DIRECTIVE —
Copy out every one of the items below word for word, keeping each line as it stands.

++++ ENTRIES SHOWN

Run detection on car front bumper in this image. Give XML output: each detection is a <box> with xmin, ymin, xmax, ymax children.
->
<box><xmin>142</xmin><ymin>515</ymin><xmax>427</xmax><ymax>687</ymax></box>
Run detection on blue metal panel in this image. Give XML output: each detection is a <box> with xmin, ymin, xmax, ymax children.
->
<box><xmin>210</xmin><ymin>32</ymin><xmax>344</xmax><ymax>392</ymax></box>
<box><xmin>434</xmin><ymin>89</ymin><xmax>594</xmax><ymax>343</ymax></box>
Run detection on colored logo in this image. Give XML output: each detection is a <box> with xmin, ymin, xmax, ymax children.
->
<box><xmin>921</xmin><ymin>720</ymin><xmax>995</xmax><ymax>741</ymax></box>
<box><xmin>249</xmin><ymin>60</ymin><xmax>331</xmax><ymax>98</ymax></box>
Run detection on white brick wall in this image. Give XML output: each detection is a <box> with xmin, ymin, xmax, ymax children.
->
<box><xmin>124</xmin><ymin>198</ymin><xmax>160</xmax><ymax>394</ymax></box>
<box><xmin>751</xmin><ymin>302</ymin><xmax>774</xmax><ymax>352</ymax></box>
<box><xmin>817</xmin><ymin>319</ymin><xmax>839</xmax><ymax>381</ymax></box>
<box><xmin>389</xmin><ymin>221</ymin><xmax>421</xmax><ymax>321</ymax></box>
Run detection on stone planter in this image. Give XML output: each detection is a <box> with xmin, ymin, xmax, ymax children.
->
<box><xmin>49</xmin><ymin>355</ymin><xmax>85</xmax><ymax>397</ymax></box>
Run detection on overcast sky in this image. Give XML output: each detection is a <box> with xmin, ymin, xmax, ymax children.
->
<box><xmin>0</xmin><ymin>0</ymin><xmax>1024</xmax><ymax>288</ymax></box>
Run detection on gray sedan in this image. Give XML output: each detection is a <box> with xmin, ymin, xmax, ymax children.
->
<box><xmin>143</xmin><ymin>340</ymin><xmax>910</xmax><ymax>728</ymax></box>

++++++++

PROBLEM SOLUTION —
Run detection on car front bumper in this image. Give XML output: each detection is a <box> with xmin, ymin, xmax, ymax children.
->
<box><xmin>142</xmin><ymin>515</ymin><xmax>427</xmax><ymax>687</ymax></box>
Run detection on blue metal panel in this image. Give XML output: each detection is a <box> with xmin, ymin, xmax, ymax children.
->
<box><xmin>210</xmin><ymin>32</ymin><xmax>344</xmax><ymax>392</ymax></box>
<box><xmin>434</xmin><ymin>89</ymin><xmax>594</xmax><ymax>343</ymax></box>
Run detection on colored logo in this image. Give XML output: each detection is a <box> with xmin, ymin, xmax, ymax children.
->
<box><xmin>921</xmin><ymin>720</ymin><xmax>995</xmax><ymax>741</ymax></box>
<box><xmin>249</xmin><ymin>60</ymin><xmax>331</xmax><ymax>98</ymax></box>
Run detection on white brick wall in this image. Give XML output: each detection is a <box> with xmin, ymin, xmax, ymax children.
->
<box><xmin>124</xmin><ymin>198</ymin><xmax>160</xmax><ymax>394</ymax></box>
<box><xmin>751</xmin><ymin>302</ymin><xmax>774</xmax><ymax>352</ymax></box>
<box><xmin>817</xmin><ymin>319</ymin><xmax>839</xmax><ymax>381</ymax></box>
<box><xmin>389</xmin><ymin>221</ymin><xmax>421</xmax><ymax>321</ymax></box>
Run detection on stone planter in this image. Give XML output: each detection is a <box> with xmin, ymin, xmax, ymax children.
->
<box><xmin>49</xmin><ymin>355</ymin><xmax>85</xmax><ymax>397</ymax></box>
Run detection on overcast sky in this image. Give XML output: each detection is a <box> with xmin, ymin, xmax, ymax children.
->
<box><xmin>0</xmin><ymin>0</ymin><xmax>1024</xmax><ymax>288</ymax></box>
Run detection on gray sedan in this image. Give XML output: each detection is a <box> with xmin, ymin, xmax, ymax children.
->
<box><xmin>143</xmin><ymin>340</ymin><xmax>910</xmax><ymax>728</ymax></box>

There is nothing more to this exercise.